§ AIM OF THE EXERCISE: Exactly as given, transcribe each entry that follows.

§ ENTRIES SUPPLIED:

-----

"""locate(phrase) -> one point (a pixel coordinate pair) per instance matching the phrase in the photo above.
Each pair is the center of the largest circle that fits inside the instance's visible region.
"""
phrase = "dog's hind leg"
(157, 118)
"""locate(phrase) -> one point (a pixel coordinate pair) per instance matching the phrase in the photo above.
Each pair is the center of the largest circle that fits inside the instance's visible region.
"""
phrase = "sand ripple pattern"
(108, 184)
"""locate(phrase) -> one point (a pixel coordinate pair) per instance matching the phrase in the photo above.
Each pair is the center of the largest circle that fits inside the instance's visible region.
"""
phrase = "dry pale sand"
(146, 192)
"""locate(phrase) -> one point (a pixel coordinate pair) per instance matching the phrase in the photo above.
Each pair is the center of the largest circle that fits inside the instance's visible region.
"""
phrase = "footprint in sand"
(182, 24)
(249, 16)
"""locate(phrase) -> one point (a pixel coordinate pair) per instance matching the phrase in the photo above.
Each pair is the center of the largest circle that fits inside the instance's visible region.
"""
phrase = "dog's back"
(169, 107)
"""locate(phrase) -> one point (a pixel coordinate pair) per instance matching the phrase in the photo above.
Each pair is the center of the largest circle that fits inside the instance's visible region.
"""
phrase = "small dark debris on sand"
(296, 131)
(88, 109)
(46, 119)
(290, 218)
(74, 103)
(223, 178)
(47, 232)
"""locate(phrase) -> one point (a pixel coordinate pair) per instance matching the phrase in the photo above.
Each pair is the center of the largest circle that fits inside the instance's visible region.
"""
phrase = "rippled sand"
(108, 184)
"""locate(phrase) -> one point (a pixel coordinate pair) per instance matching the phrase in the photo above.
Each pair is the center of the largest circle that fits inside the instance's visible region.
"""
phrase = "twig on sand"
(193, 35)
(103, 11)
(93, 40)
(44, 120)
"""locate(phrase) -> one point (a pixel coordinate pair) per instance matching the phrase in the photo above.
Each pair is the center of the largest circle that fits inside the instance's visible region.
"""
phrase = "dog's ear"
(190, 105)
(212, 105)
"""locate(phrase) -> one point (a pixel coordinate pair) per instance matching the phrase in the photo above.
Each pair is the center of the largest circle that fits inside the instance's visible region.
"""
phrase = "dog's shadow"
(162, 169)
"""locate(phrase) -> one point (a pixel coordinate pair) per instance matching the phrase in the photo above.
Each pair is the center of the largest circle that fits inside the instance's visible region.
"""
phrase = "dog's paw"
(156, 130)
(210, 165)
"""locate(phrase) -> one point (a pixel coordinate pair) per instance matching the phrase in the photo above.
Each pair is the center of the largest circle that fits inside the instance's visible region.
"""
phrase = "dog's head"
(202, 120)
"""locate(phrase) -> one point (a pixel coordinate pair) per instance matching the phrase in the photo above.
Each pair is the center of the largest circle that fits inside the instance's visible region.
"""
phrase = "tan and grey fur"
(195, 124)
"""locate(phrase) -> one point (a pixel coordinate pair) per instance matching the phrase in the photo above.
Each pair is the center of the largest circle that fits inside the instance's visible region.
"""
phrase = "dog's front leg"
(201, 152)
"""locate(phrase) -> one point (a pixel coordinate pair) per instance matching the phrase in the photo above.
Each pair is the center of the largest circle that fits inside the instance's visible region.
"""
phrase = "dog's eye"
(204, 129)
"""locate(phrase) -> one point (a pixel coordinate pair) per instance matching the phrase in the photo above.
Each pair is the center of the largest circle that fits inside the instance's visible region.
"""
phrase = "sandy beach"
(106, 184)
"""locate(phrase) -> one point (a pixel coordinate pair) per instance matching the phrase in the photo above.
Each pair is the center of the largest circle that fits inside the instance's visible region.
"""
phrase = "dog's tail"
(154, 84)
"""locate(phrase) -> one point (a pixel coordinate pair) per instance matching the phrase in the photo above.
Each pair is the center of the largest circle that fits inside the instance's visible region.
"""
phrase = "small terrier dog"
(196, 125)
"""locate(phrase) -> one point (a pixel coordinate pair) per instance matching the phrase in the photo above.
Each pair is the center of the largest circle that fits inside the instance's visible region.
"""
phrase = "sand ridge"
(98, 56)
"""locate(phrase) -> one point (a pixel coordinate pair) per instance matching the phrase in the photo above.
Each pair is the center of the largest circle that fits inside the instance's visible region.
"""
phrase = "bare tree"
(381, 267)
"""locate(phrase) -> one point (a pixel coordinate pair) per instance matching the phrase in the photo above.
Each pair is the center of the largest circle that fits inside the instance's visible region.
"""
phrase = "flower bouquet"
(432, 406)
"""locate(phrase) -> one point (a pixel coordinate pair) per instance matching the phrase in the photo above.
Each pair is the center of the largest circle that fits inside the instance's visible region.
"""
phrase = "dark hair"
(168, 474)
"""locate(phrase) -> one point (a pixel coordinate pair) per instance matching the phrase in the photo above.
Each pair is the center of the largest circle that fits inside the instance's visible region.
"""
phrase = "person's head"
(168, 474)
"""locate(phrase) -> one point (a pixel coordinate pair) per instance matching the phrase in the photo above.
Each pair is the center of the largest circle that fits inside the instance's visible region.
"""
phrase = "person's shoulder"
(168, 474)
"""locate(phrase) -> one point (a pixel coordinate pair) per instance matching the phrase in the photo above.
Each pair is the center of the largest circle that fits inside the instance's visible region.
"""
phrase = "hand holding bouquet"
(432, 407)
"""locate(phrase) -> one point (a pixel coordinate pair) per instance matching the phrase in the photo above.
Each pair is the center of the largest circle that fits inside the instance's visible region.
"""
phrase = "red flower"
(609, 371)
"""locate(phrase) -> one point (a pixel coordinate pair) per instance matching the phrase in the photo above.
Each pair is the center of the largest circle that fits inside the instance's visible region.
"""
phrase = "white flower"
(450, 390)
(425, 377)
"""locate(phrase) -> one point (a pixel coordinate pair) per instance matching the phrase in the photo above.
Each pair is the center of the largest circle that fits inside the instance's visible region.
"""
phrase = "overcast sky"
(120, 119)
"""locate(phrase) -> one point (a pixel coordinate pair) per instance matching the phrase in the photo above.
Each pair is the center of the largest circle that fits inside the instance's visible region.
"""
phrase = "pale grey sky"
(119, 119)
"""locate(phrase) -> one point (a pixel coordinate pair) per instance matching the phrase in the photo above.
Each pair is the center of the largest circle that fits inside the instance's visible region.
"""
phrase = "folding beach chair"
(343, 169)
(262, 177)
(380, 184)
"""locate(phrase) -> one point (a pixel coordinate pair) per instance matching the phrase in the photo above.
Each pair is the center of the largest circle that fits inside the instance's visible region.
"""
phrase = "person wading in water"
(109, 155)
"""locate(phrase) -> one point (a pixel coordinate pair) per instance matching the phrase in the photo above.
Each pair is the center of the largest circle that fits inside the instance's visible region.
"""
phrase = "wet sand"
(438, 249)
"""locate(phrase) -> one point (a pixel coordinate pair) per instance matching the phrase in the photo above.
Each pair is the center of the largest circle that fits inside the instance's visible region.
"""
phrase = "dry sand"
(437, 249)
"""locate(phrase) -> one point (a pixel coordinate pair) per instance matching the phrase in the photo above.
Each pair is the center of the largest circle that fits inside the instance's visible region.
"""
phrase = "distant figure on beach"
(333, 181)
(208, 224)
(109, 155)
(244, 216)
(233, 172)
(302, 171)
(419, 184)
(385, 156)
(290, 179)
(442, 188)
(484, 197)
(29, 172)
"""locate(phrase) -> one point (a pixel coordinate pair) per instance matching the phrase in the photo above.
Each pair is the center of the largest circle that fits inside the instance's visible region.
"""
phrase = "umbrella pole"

-----

§ EXERCISE OUTPUT:
"""locate(phrase) -> one point (a pixel coordinate pair) per instance matching the phrase in the photo above.
Each pair is the center of the largest circle that fits inside the instance's visible region.
"""
phrase = "dog's hind leg"
(157, 118)
"""locate(phrase) -> one point (a pixel coordinate pair) per instance matching the phrase in the photo above.
Each pair is the center of the largest circle that fits inside the instance's visible region.
"""
phrase = "sand ripple pattern"
(108, 184)
"""locate(phrase) -> one point (a pixel coordinate pair) per instance matching the phrase in the photo above.
Each pair is the center of the largest circle that fits inside the instance's visible region.
"""
phrase = "dry pale sand"
(146, 192)
"""locate(phrase) -> one point (a pixel coordinate pair) per instance matching the phrase in the photo above.
Each pair is the center of the largest circle that fits inside the instance's visible region.
"""
phrase = "footprint in sand"
(182, 24)
(249, 16)
"""locate(phrase) -> one point (a pixel coordinate pair) per instance matching the phrase in the photo above.
Each pair is the center of the largest circle that fits inside the instance's visible region.
"""
phrase = "dog's back"
(169, 107)
"""locate(phrase) -> one point (a pixel coordinate pair) per instance matching the phrase in the photo above.
Each pair is the center of the largest circle that fits inside the instance's visible region.
"""
phrase = "small dark debris on sand"
(296, 131)
(88, 109)
(46, 119)
(290, 218)
(74, 103)
(223, 178)
(47, 232)
"""locate(phrase) -> one point (a pixel coordinate pair) per instance matching the phrase in the photo above.
Each pair is the center of the largest circle that fits inside the instance's visible region.
"""
phrase = "rippled sand"
(108, 184)
"""locate(phrase) -> one point (a pixel coordinate pair) per instance matching the phrase in the photo above.
Each pair is the center of the largest circle that fits inside the instance's visible region.
"""
phrase = "twig on sand"
(193, 35)
(103, 11)
(93, 40)
(44, 120)
"""locate(phrase) -> one point (a pixel coordinate pair) per instance matching the phrase in the photo above.
Each pair is the center of the largest circle that fits inside the instance's visible region.
"""
phrase = "dog's ear"
(190, 105)
(212, 105)
"""locate(phrase) -> one point (a pixel coordinate pair) per instance matching the phrase in the photo above.
Each pair is the center of the largest circle that fits inside the instance's visible region.
"""
phrase = "dog's shadow"
(162, 169)
"""locate(phrase) -> one point (a pixel coordinate pair) per instance matching the phrase in the photo above.
Each pair is the center of the largest circle that fits inside the instance's visible region.
"""
phrase = "dog's paw"
(156, 130)
(210, 165)
"""locate(phrase) -> one point (a pixel coordinate pair) per instance matching the phrase in the photo above.
Each pair is the center of the largest circle that fits inside the instance's visible region.
"""
phrase = "dog's head"
(202, 120)
"""locate(phrase) -> one point (a pixel coordinate pair) per instance matching the phrase in the photo above.
Each pair is the center of the largest circle that fits inside the instance's visible region.
"""
phrase = "tan and grey fur"
(195, 124)
"""locate(phrase) -> one point (a pixel coordinate pair) per instance matching the phrase in the photo above.
Each pair is the center of the largest circle that fits inside the instance's visible region.
"""
phrase = "dog's front leg"
(201, 152)
"""locate(phrase) -> one point (a pixel coordinate pair) per instance matching the phrase in the photo above.
Each pair is the center of the largest circle that fits inside the instance's visible region.
"""
phrase = "dog's eye"
(204, 129)
"""locate(phrase) -> one point (a pixel coordinate pair) per instance matching the phrase in the photo above.
Each pair is the center of the largest circle that fits inside the instance's visible region.
"""
phrase = "sandy beach"
(106, 184)
"""locate(phrase) -> one point (a pixel coordinate pair) per instance matching the phrase in the photo above.
Each pair is the center of the largest circle that fits inside the instance's visible region.
"""
phrase = "dog's tail"
(154, 84)
"""locate(phrase) -> one point (a pixel coordinate pair) per instance matching the phrase in the photo above.
Each pair is the center of the largest circle that fits inside the instance's visible region.
"""
phrase = "small terrier dog"
(196, 125)
"""locate(phrase) -> one point (a pixel coordinate pair) per instance matching the phrase in the photo above.
Each pair is the center of the largest circle that fits inside the instance's visible region.
"""
phrase = "sand ridge"
(98, 56)
"""locate(phrase) -> one point (a pixel coordinate pair) per instance matching the phrase in the photo above.
Each pair is the center of the largest circle that fits inside the instance's visible region.
"""
phrase = "bare tree"
(381, 267)
"""locate(phrase) -> one point (a pixel coordinate pair) per instance matching the phrase in the photo above.
Each pair is the center of the largest circle that fits inside the instance's visible region.
"""
phrase = "flower bouquet"
(432, 406)
"""locate(phrase) -> one point (a pixel coordinate pair) per instance matching the phrase in the photo above.
Each pair is the center of the largest circle that fits inside the instance's visible region.
"""
phrase = "dark hair"
(168, 474)
"""locate(phrase) -> one point (a pixel coordinate pair) per instance matching the phrase in the photo above.
Each pair is the center of the largest circle that fits inside the instance's visible region.
"""
phrase = "person's head"
(168, 474)
"""locate(phrase) -> one point (a pixel coordinate pair) per instance matching the phrase in the photo above.
Each pair is the center of the largest circle that fits inside the instance's visible region.
"""
phrase = "person's shoulder"
(168, 474)
"""locate(phrase) -> one point (a pixel coordinate pair) per instance matching the phrase in the photo above.
Each pair is the center of the largest circle that fits inside the instance's visible region.
"""
phrase = "hand holding bouquet"
(432, 407)
"""locate(phrase) -> one point (a pixel coordinate pair) per instance matching the phrase in the photo above.
Each pair is the center of the largest circle that fits inside the instance's visible region.
"""
phrase = "red flower"
(609, 371)
"""locate(phrase) -> one point (a pixel coordinate pair) per instance matching the phrase in the photo above.
Each pair is the center of the largest circle that fits inside the instance's visible region.
"""
phrase = "white flower"
(450, 390)
(425, 377)
"""locate(phrase) -> one point (a pixel coordinate pair) per instance matching the phrase in the photo above.
Each pair is the center of the largest circle that fits inside the instance's visible region.
"""
phrase = "overcast sky"
(120, 119)
"""locate(phrase) -> one point (a pixel coordinate pair) per instance matching the phrase in the photo above.
Each pair is the center of the largest circle that fits inside the instance's visible region.
"""
phrase = "pale grey sky"
(119, 119)
"""locate(phrase) -> one point (a pixel coordinate pair) per instance matching the phrase in the photo above.
Each pair is the center of the largest circle that fits inside the instance's visible region.
"""
phrase = "folding beach chair"
(343, 169)
(262, 177)
(380, 184)
"""locate(phrase) -> one point (a pixel coordinate pair) per instance matching the phrase in the photo above.
Each pair is the center of the largest circle that fits inside the instance's visible region.
"""
phrase = "person wading in water"
(109, 155)
"""locate(phrase) -> one point (a pixel coordinate pair) per instance matching the phrase in the photo above.
Each pair is the center of the largest circle that fits inside the instance's visible region.
"""
phrase = "wet sand"
(438, 249)
"""locate(phrase) -> one point (a pixel coordinate pair) per instance matching the phrase in the photo above.
Each pair is the center of the largest circle that fits inside the instance's visible region.
"""
phrase = "dry sand"
(437, 249)
"""locate(phrase) -> one point (a pixel coordinate pair) per instance matching the phrase in the photo above.
Each pair is the center of the largest circle that fits inside the instance's visible region.
"""
phrase = "distant figure on beach"
(333, 181)
(208, 224)
(109, 155)
(244, 216)
(233, 172)
(302, 171)
(419, 184)
(385, 156)
(290, 179)
(442, 188)
(484, 197)
(29, 172)
"""locate(phrase) -> one point (a pixel coordinate pair) per instance matching the phrase in the photo above.
Each pair is the center of the largest circle that fits inside the instance's visible region.
"""
phrase = "umbrella pole"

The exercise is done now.